(Stored data)

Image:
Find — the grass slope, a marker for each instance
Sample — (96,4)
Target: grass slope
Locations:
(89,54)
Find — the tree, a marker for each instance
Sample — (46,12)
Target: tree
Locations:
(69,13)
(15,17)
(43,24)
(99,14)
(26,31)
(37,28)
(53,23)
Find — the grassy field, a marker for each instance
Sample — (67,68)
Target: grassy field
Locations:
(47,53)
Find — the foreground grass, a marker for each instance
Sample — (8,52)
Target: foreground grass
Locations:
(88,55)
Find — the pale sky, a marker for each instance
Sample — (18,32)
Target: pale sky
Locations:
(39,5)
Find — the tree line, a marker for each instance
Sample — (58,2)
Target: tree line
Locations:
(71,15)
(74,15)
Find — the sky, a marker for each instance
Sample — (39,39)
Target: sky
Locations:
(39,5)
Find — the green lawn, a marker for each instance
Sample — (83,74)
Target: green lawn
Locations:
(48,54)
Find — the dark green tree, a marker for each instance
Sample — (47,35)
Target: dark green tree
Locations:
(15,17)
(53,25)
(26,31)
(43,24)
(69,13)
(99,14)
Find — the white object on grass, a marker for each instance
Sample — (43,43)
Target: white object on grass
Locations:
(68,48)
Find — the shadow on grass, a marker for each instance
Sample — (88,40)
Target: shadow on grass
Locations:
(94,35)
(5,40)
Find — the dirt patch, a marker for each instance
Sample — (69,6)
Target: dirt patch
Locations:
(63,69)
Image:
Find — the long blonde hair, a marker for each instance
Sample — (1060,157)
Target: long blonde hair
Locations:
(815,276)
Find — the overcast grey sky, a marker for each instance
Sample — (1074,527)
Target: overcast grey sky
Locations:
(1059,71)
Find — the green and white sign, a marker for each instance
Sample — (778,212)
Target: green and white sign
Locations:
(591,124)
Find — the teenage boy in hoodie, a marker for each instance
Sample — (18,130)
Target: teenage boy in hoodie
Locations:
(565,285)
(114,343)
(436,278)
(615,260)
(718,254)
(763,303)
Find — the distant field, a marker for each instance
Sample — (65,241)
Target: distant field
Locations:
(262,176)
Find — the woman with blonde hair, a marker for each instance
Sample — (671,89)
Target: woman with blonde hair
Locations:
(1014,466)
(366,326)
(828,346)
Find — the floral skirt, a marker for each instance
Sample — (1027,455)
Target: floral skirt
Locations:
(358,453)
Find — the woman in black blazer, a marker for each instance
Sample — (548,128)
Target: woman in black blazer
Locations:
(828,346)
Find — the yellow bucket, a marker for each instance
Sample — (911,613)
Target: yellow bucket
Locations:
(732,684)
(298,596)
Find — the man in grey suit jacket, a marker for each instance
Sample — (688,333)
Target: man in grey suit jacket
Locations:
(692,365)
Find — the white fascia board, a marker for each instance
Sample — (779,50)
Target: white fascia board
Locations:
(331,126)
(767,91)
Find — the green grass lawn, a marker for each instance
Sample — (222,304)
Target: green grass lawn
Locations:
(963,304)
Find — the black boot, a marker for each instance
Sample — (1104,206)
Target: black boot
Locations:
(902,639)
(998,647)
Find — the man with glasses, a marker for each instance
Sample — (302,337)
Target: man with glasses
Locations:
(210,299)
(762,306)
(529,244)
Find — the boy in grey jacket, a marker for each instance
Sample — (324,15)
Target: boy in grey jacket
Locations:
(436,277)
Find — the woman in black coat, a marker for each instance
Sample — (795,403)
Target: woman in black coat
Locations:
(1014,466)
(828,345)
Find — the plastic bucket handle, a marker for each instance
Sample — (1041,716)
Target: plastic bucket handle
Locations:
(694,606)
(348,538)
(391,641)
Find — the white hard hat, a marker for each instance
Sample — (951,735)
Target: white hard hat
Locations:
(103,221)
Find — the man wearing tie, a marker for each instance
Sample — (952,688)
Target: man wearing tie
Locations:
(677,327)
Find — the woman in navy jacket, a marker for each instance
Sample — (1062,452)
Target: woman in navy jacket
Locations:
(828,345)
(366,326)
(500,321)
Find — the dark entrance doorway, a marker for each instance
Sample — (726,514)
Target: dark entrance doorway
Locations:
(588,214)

BRIEF: Print out the records exactly as they were entered.

ANSWER TO THIS TASK:
Image:
Find — the grass slope, a marker for each instance
Sample — (96,4)
Target: grass slope
Locations:
(89,54)
Find — the tree, a marker for each instance
Sample — (46,12)
Target: tree
Locations:
(69,13)
(15,17)
(43,24)
(99,14)
(26,31)
(37,28)
(53,23)
Find — the grassy field, a marker for each instance
Sample — (67,68)
Target: grassy field
Locations:
(47,53)
Find — the foreground grass, a marker for each instance
Sample — (8,52)
Target: foreground grass
Locations:
(88,55)
Find — the pale sky, a marker for each instance
Sample — (18,32)
Target: pale sky
Locations:
(39,5)
Find — the tree line, a marker for each instance
Sample — (58,2)
Target: tree line
Locations:
(71,15)
(74,15)
Find — the sky, a marker for each instance
Sample — (39,39)
Target: sky
Locations:
(39,5)
Find — the green lawn, a marker for each instance
Sample — (83,74)
Target: green lawn
Locations:
(48,54)
Find — the dark green tree, a marker for each instance
Sample — (47,35)
Target: dark green tree
Locations:
(15,17)
(53,25)
(26,31)
(43,24)
(69,13)
(99,14)
Find — the white object on grass, a marker for each instance
Sample — (43,43)
Target: white object on grass
Locations:
(68,48)
Find — the shadow on grass, a marker for each instance
Sample — (88,40)
Target: shadow on grass
Locations:
(94,35)
(5,40)
Find — the dirt patch, a marker for each instance
Sample — (69,6)
Target: dirt patch
Locations:
(63,69)
Image:
Find — the long blonde hair, a marker for each instance
Sample — (1060,157)
Target: long blonde hair
Locations:
(815,276)
Find — the overcast grey sky, a marker for each instance
Sample — (1074,527)
Target: overcast grey sky
Locations:
(1059,71)
Find — the green and white sign, a marker for each instance
Sample — (778,212)
Target: green and white sign
Locations:
(591,124)
Find — the teenage boy in hoodie, a marker for each instance
Sample — (18,130)
Target: teenage boy in hoodie
Locations:
(565,285)
(114,343)
(436,278)
(615,260)
(718,254)
(763,303)
Find — the distant field, a marker for each instance
Sample — (65,241)
Target: distant field
Locations:
(262,176)
Find — the woman with blonde hair, a marker for each instance
Sample — (671,89)
Target: woman with blonde hair
Locations:
(1014,466)
(366,326)
(828,346)
Find — the floral skirt, a marker for each instance
Sample — (1027,455)
Target: floral skirt
Locations:
(358,453)
Find — the woman in black blazer, a marker for each instance
Sample — (548,128)
Target: woman in black blazer
Locations:
(828,346)
Find — the yellow bucket, a marker for each instance
Sample — (911,613)
Target: yellow bucket
Locations:
(732,684)
(298,596)
Find — the man in grey suit jacket, a marker for each instance
Sample — (688,333)
Target: man in grey suit jacket
Locations:
(692,365)
Find — the white fascia board, a marker for each instance
Sample — (779,50)
Target: white fascia board
Locations:
(331,126)
(767,91)
Find — the green grass lawn, a marker for each instance
Sample — (222,304)
Target: green grass lawn
Locations:
(963,304)
Find — the black boot, a marker for each instance
Sample — (1104,206)
Target: black boot
Locations:
(902,639)
(998,647)
Find — the man with glasses, a marker for each instance
Sample — (302,337)
Target: man with glasses
Locations:
(210,299)
(762,306)
(529,244)
Find — the boy in grey jacket, a marker for each instance
Sample — (324,15)
Target: boy in grey jacket
Locations:
(436,277)
Find — the woman in black coat, a marker for each instance
Sample — (795,403)
Target: woman in black coat
Locations:
(1014,466)
(828,345)
Find — the plastic bucket handle, a marker for each instance
Sample — (1041,716)
Target: plastic bucket handle
Locations:
(694,606)
(348,538)
(391,641)
Find — the white hard hat, a marker for each instance
Sample — (951,735)
Target: white hard hat
Locations:
(103,221)
Find — the man wearing tie, a marker for each instance
Sample — (952,688)
Target: man wearing tie
Locations:
(677,327)
Find — the woman in navy jacket, a marker for each instance
Sample — (1062,452)
Target: woman in navy jacket
Locations:
(828,345)
(366,326)
(500,321)
Find — the dark entrance doorway, a marker for each instance
Sample — (726,514)
Target: dark entrance doorway
Locations:
(588,214)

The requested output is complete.